== Segment start ==

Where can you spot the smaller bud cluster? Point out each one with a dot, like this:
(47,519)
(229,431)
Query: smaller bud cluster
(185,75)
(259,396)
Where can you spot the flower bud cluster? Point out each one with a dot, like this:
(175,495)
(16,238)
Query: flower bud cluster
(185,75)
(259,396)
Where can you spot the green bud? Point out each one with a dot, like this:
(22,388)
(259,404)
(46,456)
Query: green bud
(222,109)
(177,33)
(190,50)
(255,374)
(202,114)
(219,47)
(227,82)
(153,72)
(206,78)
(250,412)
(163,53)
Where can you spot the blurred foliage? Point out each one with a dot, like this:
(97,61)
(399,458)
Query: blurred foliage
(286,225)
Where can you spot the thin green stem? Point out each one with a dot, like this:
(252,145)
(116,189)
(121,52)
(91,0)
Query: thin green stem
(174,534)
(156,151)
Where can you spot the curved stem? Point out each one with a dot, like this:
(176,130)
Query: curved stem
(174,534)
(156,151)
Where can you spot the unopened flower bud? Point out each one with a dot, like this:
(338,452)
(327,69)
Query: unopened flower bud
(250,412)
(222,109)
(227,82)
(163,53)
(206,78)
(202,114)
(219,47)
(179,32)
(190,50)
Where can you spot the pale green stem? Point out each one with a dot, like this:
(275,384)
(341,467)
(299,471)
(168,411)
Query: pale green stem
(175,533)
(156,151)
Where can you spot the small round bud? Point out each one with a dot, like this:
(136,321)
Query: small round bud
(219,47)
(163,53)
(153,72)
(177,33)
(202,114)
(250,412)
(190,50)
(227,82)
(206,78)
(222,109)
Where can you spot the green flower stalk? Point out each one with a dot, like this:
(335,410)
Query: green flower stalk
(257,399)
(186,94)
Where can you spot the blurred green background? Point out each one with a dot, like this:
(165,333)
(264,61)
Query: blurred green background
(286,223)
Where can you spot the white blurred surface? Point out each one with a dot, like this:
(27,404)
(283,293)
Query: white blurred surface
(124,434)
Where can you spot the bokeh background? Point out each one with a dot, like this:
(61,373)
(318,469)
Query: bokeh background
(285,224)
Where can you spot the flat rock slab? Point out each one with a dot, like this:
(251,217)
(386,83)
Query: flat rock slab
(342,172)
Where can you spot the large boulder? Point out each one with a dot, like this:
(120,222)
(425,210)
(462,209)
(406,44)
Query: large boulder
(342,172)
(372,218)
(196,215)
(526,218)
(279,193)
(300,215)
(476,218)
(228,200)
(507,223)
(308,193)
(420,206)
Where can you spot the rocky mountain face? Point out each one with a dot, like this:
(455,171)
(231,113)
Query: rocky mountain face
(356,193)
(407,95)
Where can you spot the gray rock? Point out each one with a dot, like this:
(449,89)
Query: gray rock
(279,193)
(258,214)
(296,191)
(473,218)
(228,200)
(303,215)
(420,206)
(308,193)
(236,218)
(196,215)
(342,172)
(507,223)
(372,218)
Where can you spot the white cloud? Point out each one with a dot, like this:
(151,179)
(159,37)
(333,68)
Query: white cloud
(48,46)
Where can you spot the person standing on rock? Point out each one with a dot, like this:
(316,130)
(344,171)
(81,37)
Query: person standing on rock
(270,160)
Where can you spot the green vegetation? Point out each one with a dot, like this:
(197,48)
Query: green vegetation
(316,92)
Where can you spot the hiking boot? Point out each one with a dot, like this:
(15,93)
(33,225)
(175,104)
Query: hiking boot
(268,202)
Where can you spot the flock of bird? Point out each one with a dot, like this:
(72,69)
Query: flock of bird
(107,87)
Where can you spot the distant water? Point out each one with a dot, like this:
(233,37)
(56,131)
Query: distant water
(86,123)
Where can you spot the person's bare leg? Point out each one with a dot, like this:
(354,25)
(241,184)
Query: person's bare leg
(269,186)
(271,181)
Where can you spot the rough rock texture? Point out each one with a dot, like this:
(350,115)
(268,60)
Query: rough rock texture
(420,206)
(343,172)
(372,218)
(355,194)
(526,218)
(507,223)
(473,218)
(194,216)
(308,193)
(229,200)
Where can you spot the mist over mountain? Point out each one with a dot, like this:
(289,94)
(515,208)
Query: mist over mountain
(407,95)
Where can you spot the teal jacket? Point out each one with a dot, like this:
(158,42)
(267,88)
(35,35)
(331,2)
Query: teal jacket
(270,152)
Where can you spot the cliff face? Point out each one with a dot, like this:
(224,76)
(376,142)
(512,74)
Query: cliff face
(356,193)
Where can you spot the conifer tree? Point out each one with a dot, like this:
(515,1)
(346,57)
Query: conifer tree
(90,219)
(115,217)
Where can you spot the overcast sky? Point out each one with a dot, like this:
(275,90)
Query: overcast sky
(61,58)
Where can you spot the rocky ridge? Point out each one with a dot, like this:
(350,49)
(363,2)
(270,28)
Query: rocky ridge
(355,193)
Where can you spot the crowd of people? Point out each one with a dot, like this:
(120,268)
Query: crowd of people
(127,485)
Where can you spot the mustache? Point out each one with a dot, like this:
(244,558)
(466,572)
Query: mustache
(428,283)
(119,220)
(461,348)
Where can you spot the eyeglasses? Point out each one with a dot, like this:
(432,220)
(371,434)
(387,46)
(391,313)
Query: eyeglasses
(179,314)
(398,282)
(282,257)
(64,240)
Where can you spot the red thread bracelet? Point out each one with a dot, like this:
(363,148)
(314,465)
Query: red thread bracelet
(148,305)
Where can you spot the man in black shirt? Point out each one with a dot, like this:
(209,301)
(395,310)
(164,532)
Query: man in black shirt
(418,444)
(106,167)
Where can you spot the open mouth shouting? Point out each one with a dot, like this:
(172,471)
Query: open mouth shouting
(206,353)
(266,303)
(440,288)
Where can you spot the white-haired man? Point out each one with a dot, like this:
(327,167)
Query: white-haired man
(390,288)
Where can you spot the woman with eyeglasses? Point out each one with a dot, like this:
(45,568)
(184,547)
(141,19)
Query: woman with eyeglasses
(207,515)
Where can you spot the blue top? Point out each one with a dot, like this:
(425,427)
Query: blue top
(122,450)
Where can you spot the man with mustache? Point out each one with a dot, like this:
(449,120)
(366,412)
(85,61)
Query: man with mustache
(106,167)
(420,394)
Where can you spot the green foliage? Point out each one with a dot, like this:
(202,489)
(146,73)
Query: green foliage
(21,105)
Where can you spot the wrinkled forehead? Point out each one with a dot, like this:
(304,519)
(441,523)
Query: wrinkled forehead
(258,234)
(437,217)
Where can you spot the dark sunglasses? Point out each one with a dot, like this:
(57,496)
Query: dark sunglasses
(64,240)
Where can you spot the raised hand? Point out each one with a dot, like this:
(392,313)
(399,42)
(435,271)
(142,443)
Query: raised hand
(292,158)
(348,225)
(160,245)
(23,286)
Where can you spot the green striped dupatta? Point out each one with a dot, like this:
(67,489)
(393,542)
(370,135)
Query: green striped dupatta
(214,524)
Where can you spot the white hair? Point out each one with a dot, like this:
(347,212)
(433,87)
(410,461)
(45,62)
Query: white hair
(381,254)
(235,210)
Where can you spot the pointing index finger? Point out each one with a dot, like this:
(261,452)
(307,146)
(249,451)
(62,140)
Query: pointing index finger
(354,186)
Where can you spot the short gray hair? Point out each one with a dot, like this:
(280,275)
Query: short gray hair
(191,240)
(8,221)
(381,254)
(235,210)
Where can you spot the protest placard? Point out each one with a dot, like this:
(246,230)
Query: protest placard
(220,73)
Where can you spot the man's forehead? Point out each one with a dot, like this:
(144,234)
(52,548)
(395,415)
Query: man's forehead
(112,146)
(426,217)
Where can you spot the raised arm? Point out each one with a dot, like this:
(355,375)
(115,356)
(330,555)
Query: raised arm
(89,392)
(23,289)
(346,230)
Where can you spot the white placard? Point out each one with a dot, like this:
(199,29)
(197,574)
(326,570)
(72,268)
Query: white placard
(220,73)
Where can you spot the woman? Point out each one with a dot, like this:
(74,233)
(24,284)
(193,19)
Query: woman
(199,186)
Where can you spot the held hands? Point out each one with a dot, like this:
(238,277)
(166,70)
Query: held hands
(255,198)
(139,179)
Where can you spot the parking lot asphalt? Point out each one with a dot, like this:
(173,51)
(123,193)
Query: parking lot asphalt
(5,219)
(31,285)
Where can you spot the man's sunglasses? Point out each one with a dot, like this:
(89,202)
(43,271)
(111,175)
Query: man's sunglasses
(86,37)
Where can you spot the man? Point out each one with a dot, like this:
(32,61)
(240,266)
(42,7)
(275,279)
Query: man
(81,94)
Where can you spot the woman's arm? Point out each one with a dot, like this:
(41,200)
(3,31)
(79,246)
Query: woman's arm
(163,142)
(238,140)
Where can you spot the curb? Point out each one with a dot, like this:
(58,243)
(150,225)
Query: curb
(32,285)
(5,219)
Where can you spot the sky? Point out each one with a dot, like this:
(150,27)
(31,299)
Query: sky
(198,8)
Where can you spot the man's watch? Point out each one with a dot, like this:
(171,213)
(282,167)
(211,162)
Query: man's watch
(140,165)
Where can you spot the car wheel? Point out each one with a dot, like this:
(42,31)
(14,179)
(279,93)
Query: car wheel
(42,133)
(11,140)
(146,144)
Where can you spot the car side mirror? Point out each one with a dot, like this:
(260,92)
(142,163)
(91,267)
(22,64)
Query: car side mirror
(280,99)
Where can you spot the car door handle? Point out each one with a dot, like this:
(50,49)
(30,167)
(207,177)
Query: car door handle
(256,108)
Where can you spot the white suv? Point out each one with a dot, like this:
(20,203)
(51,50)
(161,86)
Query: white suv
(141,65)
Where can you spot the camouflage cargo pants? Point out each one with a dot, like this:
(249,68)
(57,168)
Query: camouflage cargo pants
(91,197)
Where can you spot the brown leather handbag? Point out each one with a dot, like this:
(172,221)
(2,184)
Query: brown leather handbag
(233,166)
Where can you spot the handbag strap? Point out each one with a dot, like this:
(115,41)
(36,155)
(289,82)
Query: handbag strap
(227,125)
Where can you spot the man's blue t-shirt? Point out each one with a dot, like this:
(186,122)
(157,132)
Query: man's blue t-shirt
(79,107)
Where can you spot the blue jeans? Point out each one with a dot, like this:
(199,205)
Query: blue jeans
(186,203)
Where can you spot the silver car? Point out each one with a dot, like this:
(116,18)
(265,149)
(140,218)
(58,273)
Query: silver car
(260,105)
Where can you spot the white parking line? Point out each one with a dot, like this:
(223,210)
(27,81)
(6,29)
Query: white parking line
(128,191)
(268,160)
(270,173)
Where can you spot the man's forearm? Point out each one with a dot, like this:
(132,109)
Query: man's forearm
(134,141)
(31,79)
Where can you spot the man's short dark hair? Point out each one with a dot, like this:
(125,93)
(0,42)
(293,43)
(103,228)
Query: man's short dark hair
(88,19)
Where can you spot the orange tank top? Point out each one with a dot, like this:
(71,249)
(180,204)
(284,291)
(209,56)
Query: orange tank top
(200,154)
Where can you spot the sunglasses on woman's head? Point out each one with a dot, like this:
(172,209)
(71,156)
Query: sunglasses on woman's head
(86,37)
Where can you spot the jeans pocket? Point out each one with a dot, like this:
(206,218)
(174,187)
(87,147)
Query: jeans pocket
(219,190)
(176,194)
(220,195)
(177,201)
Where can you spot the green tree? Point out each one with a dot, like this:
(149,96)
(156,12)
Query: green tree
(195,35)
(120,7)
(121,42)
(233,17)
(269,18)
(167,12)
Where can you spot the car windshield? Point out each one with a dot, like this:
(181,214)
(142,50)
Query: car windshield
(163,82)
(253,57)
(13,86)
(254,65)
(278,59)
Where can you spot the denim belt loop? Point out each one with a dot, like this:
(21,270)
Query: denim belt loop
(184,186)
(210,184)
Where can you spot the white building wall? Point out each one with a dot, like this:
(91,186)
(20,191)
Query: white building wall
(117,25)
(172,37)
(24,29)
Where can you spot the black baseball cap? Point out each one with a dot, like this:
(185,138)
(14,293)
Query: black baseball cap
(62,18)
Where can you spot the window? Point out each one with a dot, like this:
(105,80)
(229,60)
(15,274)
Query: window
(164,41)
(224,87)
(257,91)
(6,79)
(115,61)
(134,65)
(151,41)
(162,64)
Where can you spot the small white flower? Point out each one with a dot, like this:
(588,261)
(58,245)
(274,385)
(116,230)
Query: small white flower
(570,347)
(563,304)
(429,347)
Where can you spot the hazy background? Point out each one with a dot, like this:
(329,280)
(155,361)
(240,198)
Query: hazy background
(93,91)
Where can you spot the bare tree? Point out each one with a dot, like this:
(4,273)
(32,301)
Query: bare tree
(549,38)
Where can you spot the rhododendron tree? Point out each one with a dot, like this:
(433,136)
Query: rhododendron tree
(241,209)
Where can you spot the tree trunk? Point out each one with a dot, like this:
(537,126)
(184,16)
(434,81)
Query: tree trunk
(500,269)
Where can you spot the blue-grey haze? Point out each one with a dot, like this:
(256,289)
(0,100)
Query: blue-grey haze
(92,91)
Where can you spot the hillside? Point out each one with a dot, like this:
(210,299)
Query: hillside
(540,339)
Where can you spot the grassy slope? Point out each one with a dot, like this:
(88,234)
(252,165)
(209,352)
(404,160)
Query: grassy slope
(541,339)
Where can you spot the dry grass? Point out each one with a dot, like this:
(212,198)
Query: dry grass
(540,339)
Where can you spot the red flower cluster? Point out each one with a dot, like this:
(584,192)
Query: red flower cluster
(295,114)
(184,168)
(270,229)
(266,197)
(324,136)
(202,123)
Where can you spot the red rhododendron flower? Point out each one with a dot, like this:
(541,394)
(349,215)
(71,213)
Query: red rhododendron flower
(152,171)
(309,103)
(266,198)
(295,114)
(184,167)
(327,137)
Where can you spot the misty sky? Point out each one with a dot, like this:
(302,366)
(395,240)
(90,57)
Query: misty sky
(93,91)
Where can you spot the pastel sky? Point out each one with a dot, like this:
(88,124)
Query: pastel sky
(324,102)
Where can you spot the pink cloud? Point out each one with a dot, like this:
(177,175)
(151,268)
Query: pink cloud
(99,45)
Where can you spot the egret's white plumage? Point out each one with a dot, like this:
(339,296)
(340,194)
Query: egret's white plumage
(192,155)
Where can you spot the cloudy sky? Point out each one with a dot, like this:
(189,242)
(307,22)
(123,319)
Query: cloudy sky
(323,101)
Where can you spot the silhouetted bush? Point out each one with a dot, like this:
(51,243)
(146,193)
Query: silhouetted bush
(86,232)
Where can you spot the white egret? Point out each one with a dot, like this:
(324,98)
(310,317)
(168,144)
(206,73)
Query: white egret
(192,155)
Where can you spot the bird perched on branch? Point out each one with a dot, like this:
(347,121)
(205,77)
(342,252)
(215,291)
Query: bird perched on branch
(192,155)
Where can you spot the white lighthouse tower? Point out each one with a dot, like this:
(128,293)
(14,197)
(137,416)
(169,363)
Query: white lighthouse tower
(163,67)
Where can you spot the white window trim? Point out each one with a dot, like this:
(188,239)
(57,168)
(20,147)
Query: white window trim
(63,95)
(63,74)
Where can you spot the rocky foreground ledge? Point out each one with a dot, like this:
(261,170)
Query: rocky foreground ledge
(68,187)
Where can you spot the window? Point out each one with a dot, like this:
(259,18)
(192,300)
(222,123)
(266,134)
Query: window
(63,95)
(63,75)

== Segment end ==

* **What is being asked**
Everything from the line containing "Where can you spot the small white" through the line containing "Where can you spot the grassy" in the material above should be retyped exactly, both ends included, and nothing more.

* **Solution below**
Where can you spot the small white flower? Point out each one with a dot, like this:
(588,261)
(58,245)
(274,385)
(116,230)
Query: small white flower
(570,347)
(563,304)
(429,347)
Where can you spot the hazy background? Point out each one with a dot, like this:
(329,280)
(155,361)
(240,198)
Query: hazy background
(93,91)
Where can you spot the bare tree? Point out each one with a dot, like this:
(4,273)
(32,301)
Query: bare tree
(549,38)
Where can you spot the rhododendron tree? Point out each one with a dot, like this:
(433,136)
Query: rhododendron tree
(241,209)
Where can you spot the tree trunk? Point out each one with a dot, like this:
(537,126)
(184,16)
(434,81)
Query: tree trunk
(500,269)
Where can you spot the blue-grey haze? Point out each one with a dot, like this:
(256,289)
(0,100)
Query: blue-grey haze
(92,91)
Where can you spot the hillside? Point out each one with a dot, like this:
(210,299)
Query: hillside
(540,339)
Where can you spot the grassy slope? Point out each one with a dot, like this:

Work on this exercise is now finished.